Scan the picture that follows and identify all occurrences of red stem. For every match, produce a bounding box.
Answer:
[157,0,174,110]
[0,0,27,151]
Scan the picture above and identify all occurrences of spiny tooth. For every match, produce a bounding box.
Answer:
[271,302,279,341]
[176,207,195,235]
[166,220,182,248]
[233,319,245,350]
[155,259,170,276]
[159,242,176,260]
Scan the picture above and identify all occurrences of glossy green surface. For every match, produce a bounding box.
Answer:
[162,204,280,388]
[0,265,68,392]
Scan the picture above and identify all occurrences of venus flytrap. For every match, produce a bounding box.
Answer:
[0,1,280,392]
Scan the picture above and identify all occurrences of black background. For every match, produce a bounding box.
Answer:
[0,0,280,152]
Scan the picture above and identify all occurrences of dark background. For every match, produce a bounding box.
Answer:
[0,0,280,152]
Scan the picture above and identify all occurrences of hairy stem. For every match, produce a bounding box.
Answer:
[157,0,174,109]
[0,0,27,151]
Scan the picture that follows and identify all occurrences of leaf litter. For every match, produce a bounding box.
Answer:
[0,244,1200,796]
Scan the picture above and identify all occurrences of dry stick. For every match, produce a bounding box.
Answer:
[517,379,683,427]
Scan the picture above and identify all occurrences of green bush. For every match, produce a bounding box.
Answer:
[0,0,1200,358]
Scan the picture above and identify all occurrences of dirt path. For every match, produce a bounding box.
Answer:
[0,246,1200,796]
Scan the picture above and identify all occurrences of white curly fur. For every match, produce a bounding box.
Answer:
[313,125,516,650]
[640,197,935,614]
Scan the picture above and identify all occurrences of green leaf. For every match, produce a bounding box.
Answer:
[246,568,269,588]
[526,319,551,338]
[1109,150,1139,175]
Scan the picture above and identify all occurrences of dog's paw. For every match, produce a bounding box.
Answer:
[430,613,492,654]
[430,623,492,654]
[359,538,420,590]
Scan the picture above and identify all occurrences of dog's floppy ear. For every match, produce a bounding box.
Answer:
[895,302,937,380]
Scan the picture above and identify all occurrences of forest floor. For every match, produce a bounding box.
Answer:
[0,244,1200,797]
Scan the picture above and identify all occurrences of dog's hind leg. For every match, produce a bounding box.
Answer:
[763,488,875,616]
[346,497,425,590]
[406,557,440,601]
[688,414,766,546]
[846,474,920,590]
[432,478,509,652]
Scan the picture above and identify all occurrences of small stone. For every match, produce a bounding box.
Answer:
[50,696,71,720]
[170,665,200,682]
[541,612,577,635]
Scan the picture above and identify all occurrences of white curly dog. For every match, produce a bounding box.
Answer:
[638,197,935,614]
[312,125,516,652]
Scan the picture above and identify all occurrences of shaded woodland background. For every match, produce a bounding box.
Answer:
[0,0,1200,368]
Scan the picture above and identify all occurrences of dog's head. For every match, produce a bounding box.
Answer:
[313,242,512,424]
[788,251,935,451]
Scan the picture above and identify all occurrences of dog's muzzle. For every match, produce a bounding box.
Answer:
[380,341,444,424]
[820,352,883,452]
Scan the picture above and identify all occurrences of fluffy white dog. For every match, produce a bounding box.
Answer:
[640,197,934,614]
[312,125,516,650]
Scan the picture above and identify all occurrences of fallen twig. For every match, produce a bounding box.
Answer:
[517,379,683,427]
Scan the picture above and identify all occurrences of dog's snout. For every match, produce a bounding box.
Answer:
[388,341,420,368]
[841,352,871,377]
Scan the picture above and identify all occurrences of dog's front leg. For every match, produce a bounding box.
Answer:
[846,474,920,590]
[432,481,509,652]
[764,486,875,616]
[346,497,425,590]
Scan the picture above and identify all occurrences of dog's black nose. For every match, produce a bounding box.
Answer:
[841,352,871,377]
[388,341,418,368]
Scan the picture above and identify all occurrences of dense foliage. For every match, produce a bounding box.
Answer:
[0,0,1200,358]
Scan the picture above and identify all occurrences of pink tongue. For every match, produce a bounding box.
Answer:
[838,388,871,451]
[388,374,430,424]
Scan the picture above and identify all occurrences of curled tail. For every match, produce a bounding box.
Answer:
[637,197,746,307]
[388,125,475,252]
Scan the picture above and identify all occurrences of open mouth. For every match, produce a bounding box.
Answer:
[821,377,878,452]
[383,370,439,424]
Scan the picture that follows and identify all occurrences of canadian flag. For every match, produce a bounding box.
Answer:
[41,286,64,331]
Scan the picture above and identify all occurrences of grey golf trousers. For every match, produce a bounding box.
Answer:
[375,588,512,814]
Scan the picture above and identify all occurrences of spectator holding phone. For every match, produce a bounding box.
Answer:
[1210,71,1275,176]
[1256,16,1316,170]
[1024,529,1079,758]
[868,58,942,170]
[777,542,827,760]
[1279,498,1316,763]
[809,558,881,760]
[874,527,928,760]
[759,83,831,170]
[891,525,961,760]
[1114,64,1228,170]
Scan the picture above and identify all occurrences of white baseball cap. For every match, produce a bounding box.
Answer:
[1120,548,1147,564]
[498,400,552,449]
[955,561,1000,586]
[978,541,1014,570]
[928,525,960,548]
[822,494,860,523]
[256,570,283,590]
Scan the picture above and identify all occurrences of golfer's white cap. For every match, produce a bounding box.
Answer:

● ● ● ● ● ● ●

Please reproduce the entire listing above word for word, from its first line to its last.

• [Answer to the task]
Scan the picture that follows and identify all occurrences of red stem. For every match, produce a bounding box.
Answer:
[157,0,174,110]
[0,0,27,151]
Scan the picture above and identify all occurrences of spiny tooth. For every match, produce a bounding box.
Answer:
[271,302,279,341]
[176,207,195,235]
[166,220,182,248]
[233,319,245,350]
[155,259,170,276]
[159,242,176,260]
Scan the picture above and identify all occurrences of glossy green surface. For every match, produce a bounding box.
Answer:
[162,204,280,388]
[0,265,68,392]
Scan the picture above and identify all occurrences of venus flytrap. For every match, produce a bounding box.
Answer:
[0,1,280,392]
Scan the picture above and identify all occurrences of black background. For every match, produce a bounding box.
Answer:
[0,0,280,152]
Scan the picture above and identify all occurrences of dark background. For every match, produce a bounding box.
Answer:
[0,0,280,152]
Scan the picture above and identify all occurrences of hairy stem. For every match, produce a bounding box.
Answer:
[157,0,174,109]
[0,0,27,151]
Scan the picture that follows and identify all occurrences of leaf litter. For every match, produce a bounding box.
Answer:
[0,244,1200,796]
Scan the picture above and identify all occurrences of dry stick. For every match, produce a bounding box.
Answer:
[517,379,683,427]
Scan the picture above and identify all occurrences of green bush. For every match, produce a bounding box.
Answer:
[0,0,1200,358]
Scan the picture above and identify all occurrences of dirt path. For every match, produce a bounding box.
Answer:
[0,246,1200,796]
Scan the picture above and identify all occurrences of white curly fur. For every match, produce a bounding box.
Answer:
[313,125,516,650]
[640,197,935,614]
Scan the picture above and identify all occurrences of green leaf. For every match, produce a bounding box.
Answer:
[246,568,269,588]
[526,319,551,338]
[1109,150,1139,175]
Scan the picture above and identify all occurrences of dog's paw. For every match, produce a bounding box.
Answer:
[430,613,492,654]
[430,623,492,654]
[359,538,420,590]
Scan the picture above and identify all occurrences of dog's floppy ear. For every match, produce a bounding box.
Answer:
[895,302,937,380]
Scan the picture above and identify all occurrences of forest floor. For every match, produce a bounding box.
Answer:
[0,244,1200,797]
Scan the picture above and identify all occurrences of dog's hind leg. For every match, produce a bounding box.
Answer:
[763,488,875,616]
[346,497,425,590]
[406,557,440,601]
[688,414,766,546]
[846,474,920,590]
[432,478,509,652]
Scan the picture above and identify all occurrences of small stone. For every match, produce a bounding box.
Answer:
[50,696,71,720]
[170,665,200,682]
[541,612,577,635]
Scan the picture above and identify all occurrences of white curly dog. For every match, produce a bounding box.
Answer:
[638,197,935,614]
[312,125,516,652]
Scan the picture above and identify all occurrences of shaded woodland background. For every match, produce a bounding box.
Answer:
[0,0,1200,368]
Scan the picture above and identify all occurrences of dog's head. For every match, produce a bounding box.
Answer:
[313,242,512,424]
[788,251,935,451]
Scan the picture above and identify all occurrences of dog's muzzle. For every match, produce a bounding box.
Answer:
[380,341,444,424]
[820,352,883,452]
Scan the picture above and identify all occurrences of fluffy white dog. For every match, produce a bounding box.
Answer:
[640,197,934,614]
[312,125,516,650]
Scan the picture above and identify all occurrences of fallen twig. For every match, produce a bounding box.
Answer:
[517,379,683,427]
Scan the picture above and identify all occurrences of dog's snout. For every match, produce a bounding box.
Answer:
[388,341,420,368]
[841,352,871,377]
Scan the picture above and identify all occurrences of dog's front leg. For every match, produce a bounding box.
Answer:
[846,474,920,590]
[432,481,509,652]
[764,486,875,616]
[346,497,425,590]
Scan the picture above and identify all occurrences of dog's black nose. For every match, produce a bounding box.
Answer:
[841,352,871,377]
[388,341,418,368]
Scan the picture above and identify all occurrences of dense foliage. For every match, produce a bounding box.
Answer:
[0,0,1200,358]
Scan the picture above and identify all occurrences of pink tongue. For every match, produce a bounding box.
Answer:
[838,388,871,451]
[388,374,430,424]
Scan the picture above and identify all occurrences of curled tail. For every match, produce a bounding box.
Answer:
[637,197,746,307]
[388,125,475,252]
Scan the picture above and identify all occurrences of open mouth. For every match, produce a bounding box.
Answer:
[821,377,878,452]
[383,370,439,424]
Scan the picture that follows and identify all occurrences of canadian flag. For every match, produce a bounding box.
Answer:
[41,286,64,331]
Scan the picture above and identify all occurrences of grey golf trousers. For every match, produce a bounding box.
Answer:
[375,588,512,814]
Scan the picture above and identify all occurrences of spectator holding phone. For every match, produce a bounding box.
Answer:
[1210,71,1275,176]
[1256,16,1316,170]
[1024,529,1079,758]
[868,58,942,170]
[777,542,827,760]
[1279,498,1316,763]
[809,558,881,760]
[874,527,928,760]
[759,83,831,170]
[891,525,961,760]
[1114,64,1228,170]
Scan the picture above and identify all occurrences of white baseball cap. For every match, produce a bounding box.
Answer:
[1120,548,1147,564]
[498,400,552,449]
[955,561,1000,586]
[978,541,1014,570]
[928,525,960,548]
[822,494,860,523]
[256,570,283,590]
Scan the picture above and identify all occurrences of golfer's white cap. For every match, produce a bounding box.
Answer:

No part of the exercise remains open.